>> BEGIN Provided entries

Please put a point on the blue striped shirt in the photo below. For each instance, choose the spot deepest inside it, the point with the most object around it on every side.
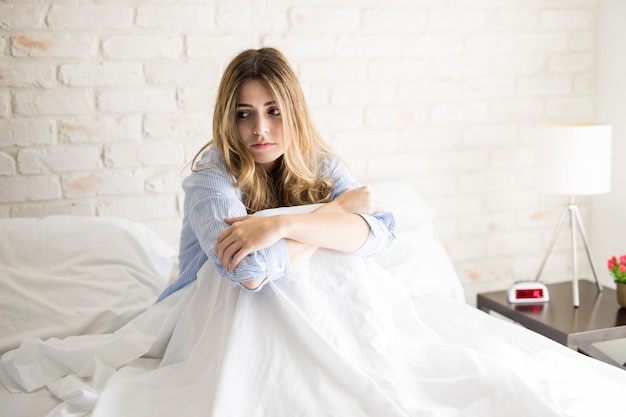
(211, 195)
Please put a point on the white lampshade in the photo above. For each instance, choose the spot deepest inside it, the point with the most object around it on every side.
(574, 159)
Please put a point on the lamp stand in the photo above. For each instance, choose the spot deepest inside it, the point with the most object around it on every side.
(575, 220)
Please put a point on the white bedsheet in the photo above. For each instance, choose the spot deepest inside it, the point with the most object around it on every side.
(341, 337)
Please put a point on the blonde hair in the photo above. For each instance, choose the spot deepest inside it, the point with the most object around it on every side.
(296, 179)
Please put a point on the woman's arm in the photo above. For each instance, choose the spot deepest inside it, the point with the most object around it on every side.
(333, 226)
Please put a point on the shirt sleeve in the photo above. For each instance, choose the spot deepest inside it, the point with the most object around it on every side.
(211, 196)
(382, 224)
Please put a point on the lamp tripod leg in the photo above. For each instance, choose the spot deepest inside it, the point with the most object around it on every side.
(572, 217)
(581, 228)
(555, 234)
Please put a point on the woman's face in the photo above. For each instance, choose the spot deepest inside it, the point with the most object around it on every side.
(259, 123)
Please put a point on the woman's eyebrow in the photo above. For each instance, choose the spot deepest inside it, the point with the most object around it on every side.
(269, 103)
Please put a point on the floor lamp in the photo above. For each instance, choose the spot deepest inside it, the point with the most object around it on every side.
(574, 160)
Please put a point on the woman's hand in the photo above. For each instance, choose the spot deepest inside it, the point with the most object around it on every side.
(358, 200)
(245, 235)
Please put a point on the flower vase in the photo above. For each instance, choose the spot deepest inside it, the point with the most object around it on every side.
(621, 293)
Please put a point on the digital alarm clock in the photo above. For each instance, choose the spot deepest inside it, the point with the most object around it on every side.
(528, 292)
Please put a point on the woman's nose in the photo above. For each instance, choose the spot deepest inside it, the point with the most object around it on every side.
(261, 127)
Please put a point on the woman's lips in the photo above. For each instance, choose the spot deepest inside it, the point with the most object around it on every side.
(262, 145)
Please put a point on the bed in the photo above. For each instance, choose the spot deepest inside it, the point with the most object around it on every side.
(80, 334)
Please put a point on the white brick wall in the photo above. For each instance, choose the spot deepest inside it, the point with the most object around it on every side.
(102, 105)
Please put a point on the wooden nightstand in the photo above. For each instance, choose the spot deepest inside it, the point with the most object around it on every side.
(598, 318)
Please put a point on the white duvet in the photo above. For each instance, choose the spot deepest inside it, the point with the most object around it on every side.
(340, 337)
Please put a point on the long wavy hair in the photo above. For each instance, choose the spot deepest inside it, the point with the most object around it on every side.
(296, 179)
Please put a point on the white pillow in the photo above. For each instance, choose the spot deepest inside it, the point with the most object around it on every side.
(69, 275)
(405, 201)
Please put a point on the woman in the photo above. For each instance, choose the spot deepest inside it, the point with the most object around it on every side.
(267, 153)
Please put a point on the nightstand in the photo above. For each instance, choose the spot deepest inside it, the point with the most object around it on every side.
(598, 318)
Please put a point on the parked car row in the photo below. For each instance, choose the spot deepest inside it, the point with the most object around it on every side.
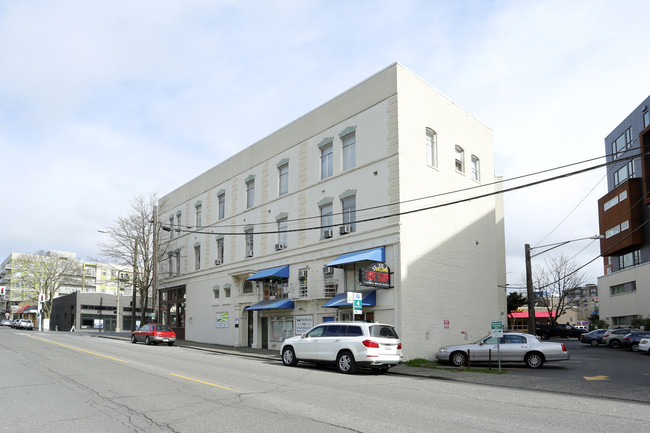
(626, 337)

>> END Provided entries

#### Set task:
Retype every item above word for word, leaving out the pictures.

#### Worked solution:
Please put a point on the blue striped shirt in the photo below. For each instance, choose the spot deepest inside it, the point with the most object around it on every side.
(211, 195)
Please put a point on the white lampshade in the photo above. For each instance, choose the spot deepest inside it, the point with the most object around it on every side.
(574, 159)
Please put a point on the lamp stand in the photo above. For each instance, choose the spot deepest inside it, the point with the most object around it on every side.
(575, 220)
Please put a point on the white bedsheet in the photo above. For each instance, choose the spot deepest inside it, the point with the most object around it on every side.
(341, 337)
Please put a point on the blonde hair in the photo above. For each instance, choose the spot deepest inside it, the point with the most object around it on every side.
(296, 179)
Please put a point on the woman's arm in the photo above. For each instance, choose the spot deepest inside it, the point with the most object around it on every side.
(333, 226)
Please put a point on the shirt sleeve in the photo above. For each instance, choose the spot deepest inside it, the point with the most object around it on every side.
(211, 196)
(382, 224)
Please put a point on the lamp tripod leg in the photo above. For each instance, choose the spot deepest inside it, the point with the most object around it on every side.
(572, 217)
(581, 228)
(555, 234)
Please put a point on the woman's face in the photo above. For each instance, choose the spot deepest inside it, the point with the most object around it on every side.
(259, 123)
Please put a point on the woman's eyebrow in the photo above. For each instance, choose the spot deepest inside it, the point with the most object around it on every side.
(269, 103)
Please put a point on the floor lamp in the photo above. For each instance, choose the spot deepest inside it, the point with the most object around it on every side.
(574, 160)
Please put a point on the woman's hand in the photo above. For each instance, choose the spot deepest inside it, the point with the most object around it on every side.
(358, 200)
(245, 235)
Please put a point on the flower vase in the photo above. For each instance, choose the spot deepest inside it, the point with the most object around it on every side.
(621, 293)
Please put a point on the digital alarm clock in the photo above. For each instance, choose the spot deepest inside it, the point with the most object around it on every side.
(528, 292)
Please put a point on the woman's nose in the photo above. For each instance, choose the spot deepest inside it, the point with the most object around it on every side.
(261, 127)
Please put a point on the woman's lips in the photo above. For each instance, choose the spot deepest inside it, the point with the most object around it on every side.
(262, 145)
Please put a point on the bed in the photo above. For each instance, choose the spot deepest inside it, the point with the most object around it on every side.
(80, 334)
Please put a point on the white brick wall in the photo above. For each instance, choose the spot deepest inside it, the point with the most object around it on every side.
(102, 105)
Please put a point on the wooden nightstand in the photo above. For each instance, choose the spot deepest inside it, the point with the most object around it on every side.
(598, 318)
Please put a point on the white duvet in the photo above. For each instance, choose the spot deepest inside it, the point with the most object around it on every side.
(340, 337)
Please put a point on the long wavy hair in the photo above. For each instance, choose the spot deepest inside it, the point with the most object around it on every side.
(296, 179)
Please put a point on the white pillow in the photo above. For each instance, choose the spot deepest inside it, the point with the most object around it on every side.
(69, 275)
(405, 201)
Please put a point on the woman in the photo above. For each instance, choose the spot deepest inside it, the point with the most object around it on every side.
(267, 153)
Please put a point on the nightstand in the photo above. For each instance, choose the spot deepest inside it, the point with the most object around it on every side.
(598, 318)
Please put a point on the parked car row in the photo below. For each instance, choose the spot deepest inside it, the point with the most object around it on every side.
(626, 337)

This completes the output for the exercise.